[Start of section]

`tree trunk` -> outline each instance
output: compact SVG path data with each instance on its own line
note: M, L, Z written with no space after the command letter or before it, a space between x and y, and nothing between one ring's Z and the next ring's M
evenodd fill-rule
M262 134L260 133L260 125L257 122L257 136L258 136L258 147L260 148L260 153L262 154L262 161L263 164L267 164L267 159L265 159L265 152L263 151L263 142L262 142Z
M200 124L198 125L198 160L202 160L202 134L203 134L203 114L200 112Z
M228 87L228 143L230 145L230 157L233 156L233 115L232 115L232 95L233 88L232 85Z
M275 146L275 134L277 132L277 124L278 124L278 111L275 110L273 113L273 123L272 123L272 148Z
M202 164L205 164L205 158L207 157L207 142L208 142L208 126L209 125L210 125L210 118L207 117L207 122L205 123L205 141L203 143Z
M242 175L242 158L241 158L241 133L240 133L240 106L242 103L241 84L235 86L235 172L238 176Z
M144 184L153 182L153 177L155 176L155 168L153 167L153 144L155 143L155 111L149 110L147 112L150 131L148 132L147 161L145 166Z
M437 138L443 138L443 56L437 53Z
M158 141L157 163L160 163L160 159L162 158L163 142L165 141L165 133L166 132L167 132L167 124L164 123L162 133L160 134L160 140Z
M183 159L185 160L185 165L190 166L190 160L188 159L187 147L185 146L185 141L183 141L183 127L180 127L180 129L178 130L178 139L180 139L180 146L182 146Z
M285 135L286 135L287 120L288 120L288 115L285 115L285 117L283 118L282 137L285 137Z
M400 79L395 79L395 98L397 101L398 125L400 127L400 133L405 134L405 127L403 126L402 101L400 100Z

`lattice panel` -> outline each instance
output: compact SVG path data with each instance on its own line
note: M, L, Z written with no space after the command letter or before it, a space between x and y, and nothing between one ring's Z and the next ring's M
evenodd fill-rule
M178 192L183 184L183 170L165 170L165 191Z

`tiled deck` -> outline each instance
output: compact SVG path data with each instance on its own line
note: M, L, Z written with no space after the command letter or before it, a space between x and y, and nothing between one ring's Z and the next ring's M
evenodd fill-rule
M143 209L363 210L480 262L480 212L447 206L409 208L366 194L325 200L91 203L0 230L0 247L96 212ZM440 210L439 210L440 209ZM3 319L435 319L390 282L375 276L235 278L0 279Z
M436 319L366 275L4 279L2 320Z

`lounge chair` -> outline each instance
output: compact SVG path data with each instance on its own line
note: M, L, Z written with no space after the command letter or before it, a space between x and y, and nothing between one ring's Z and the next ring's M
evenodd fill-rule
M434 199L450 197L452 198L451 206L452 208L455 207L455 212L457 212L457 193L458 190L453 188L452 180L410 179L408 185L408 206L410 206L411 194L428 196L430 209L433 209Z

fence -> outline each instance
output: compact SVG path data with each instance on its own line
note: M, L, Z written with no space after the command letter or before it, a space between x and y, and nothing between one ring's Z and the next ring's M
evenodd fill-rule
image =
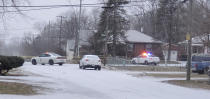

[End of section]

> [Work to be completed] Find the lines that mention "outline" in the entries and show them.

> [Your solution]
`tree trunk` -> outline each instance
`lattice panel` -> outline each instance
`tiled deck` -> outline each instance
`lounge chair` -> outline each instance
fence -> outline each instance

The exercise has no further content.